Continue the text about the International Year of Fruits and Vegetables from where it stops.

◆ Supplied passage ◆

----

WELCOME to the International Year of Fruits and Vegetables.
The Food and Agriculture Organisation of the United Nations (FAO) has officially announced 2021 will be the International Year of Fruits and Vegetables 2021 (IYFV) with the idea to improve healthy and sustainable food production through innovation and technology, and to reduce food loss and waste.
FAO director-general, Qu Dongyu, launched the branding at the 74th session the UN General Assembly in December, with a goal of raising awareness about the important role of fruits and vegetables in human nutrition, food security and health.
FAO launched it with an international virtual event.
Mr Dongyu described the initiative as "a unique opportunity to raise global awareness".
He said the COVID-19 pandemic had challenged people to find new ways of fighting hunger and malnutrition and said IYFV would highlight the role of digital technologies in improving nutrition and market opportunities.
"In the current health crisis we are facing around the world, promoting healthy diets to strengthen our immune systems is especially appropriate," Mr Dongyu said.
While noting the challenges in improving production and agri-food chains, he encouraged countries to see the International Year as an opportunity to improve infrastructure, farming practices thereby supporting small scale farmers.
He said fruits and vegetables were a good way for farmers to create cash crops.

----

◆ Data provided ◆

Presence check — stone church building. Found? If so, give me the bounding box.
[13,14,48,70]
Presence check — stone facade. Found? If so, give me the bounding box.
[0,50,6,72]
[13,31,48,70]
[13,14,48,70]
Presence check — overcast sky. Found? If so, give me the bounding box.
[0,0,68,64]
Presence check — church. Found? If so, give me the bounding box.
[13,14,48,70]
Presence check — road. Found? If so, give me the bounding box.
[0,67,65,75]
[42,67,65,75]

----

◆ Answer below ◆
In his message UN Secretary-General, Antnio Guterres, called for a more "holistic approach" to nutrition and sustainability noting next year's Food Systems Summit would also be an opportunity to consider the fragility of food systems.
FAO and the World Health Organisation recommend each adult consumes at least 400 grams of fruit and vegetables on a daily basis to prevent chronic diseases, such as cancer, diabetes, heart disease and obesity, as well as to counter micronutrient deficiencies.
The FAO Director-General said food loss and waste in the fruits and vegetables sector remains a problem with considerable consequences, and that "innovative technologies and approaches are of critical importance", as "they can help maintaining safety and quality, increasing the shelf life of fresh produce items and preserving their high nutritional value".
Up to 50 per cent of fruits and vegetables produced in developing countries are lost in the supply chain between harvest and consumption.
The International Year of Fruits and Vegetables 2021 falls within the UN Decade of Action on Nutrition (2016-2025) and the UN Decade of Family Farming (UNDFF 2019-2028).